_What you will do:_
Rewrite the stretch of the records from the line containing "Could you mark" through the line containing "Here is a sample", replacing "top-left corner" with "upper-left corner" and leaving everything else unchanged. Return only those lines.

#####

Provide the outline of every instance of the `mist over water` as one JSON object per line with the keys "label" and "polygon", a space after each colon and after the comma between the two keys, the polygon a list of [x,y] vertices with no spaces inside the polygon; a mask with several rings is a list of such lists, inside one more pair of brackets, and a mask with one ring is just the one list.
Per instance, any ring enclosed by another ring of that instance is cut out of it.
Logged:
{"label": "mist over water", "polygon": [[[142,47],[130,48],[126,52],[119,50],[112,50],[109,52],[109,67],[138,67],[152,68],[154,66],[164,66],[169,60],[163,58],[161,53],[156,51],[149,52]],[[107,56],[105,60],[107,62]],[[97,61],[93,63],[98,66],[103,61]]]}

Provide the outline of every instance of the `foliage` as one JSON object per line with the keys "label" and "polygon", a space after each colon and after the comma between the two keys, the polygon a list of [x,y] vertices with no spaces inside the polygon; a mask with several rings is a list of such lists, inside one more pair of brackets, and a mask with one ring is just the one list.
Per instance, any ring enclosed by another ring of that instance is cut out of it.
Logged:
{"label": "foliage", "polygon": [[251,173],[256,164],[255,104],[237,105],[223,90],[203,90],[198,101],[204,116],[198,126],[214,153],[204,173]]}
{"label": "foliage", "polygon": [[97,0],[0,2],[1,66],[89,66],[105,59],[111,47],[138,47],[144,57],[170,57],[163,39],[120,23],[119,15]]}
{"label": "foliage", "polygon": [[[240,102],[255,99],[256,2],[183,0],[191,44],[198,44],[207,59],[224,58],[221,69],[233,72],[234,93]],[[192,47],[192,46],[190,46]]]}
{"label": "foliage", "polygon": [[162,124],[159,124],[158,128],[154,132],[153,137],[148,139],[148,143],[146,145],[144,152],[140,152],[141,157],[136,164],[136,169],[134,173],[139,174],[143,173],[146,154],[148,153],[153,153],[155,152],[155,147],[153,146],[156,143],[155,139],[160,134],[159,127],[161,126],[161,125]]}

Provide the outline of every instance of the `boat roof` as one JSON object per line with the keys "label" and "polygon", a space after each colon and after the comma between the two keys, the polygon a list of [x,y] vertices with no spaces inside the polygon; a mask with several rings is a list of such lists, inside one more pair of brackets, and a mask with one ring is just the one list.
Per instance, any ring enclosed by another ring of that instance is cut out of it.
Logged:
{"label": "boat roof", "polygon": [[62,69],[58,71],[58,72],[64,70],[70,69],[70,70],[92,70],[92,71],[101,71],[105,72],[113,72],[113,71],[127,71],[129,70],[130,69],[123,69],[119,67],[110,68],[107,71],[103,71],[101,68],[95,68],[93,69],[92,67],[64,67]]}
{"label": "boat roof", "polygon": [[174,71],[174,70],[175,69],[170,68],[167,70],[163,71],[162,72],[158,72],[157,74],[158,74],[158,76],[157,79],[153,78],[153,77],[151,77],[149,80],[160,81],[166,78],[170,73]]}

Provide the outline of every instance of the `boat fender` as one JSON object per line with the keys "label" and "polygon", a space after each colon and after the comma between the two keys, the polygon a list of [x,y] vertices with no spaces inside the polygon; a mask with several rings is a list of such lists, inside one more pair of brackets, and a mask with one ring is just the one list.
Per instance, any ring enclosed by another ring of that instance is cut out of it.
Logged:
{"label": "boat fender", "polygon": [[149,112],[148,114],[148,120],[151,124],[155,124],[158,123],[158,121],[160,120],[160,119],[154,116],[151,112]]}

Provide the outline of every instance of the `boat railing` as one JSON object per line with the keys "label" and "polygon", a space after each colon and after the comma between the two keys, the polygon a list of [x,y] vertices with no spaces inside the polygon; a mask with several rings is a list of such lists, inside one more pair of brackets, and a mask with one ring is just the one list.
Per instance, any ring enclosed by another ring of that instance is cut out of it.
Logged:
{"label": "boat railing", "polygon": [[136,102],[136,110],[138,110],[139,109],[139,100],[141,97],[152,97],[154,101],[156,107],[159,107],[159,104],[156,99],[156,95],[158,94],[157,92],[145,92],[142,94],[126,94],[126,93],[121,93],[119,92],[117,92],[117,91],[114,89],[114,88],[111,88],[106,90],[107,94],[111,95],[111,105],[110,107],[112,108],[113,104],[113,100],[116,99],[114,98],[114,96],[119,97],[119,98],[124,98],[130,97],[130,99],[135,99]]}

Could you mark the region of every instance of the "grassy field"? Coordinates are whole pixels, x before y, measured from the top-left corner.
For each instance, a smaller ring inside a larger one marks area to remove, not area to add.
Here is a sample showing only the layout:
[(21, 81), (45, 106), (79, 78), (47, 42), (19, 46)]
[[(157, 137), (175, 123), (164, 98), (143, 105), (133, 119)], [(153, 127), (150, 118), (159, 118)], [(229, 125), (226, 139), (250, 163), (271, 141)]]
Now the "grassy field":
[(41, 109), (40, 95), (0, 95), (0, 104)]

#####

_Solution:_
Could you mark the region of every instance of the "grassy field"? Coordinates are whole pixels, x before y, measured from the upper-left corner.
For each instance, a smaller ring inside a larger one marks area to remove, not area to add.
Here is a sample showing only the layout:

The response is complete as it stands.